START RECORDS FOR THE TASK

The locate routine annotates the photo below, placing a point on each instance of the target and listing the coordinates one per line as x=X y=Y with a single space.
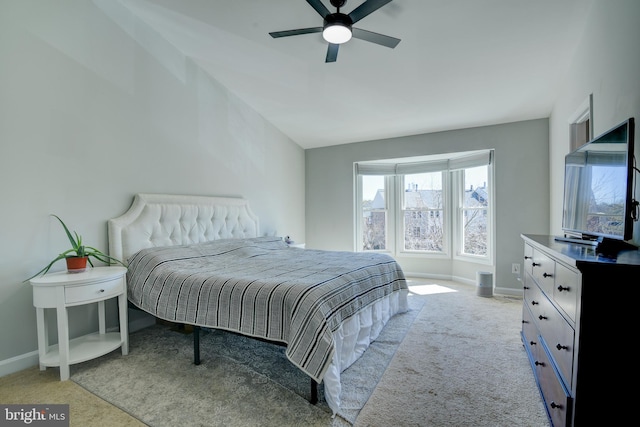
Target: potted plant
x=78 y=256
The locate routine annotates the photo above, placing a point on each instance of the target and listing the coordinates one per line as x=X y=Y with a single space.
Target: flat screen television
x=598 y=188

END RECORDS FOR THE TASK

EXERCISE DESCRIPTION = Reproduce all of the data exactly, omitting each picture it holds.

ANSWER IN FULL =
The locate routine annotates the photo below, placing a point on each instance of the target and listing the coordinates one per line as x=X y=Y with a single space.
Target: potted plant
x=78 y=256
The locate routine annotates the photo above, placing a point on each instance of the target and listing the coordinates one per line as x=X y=Y with a single space.
Target: flat screen television
x=598 y=188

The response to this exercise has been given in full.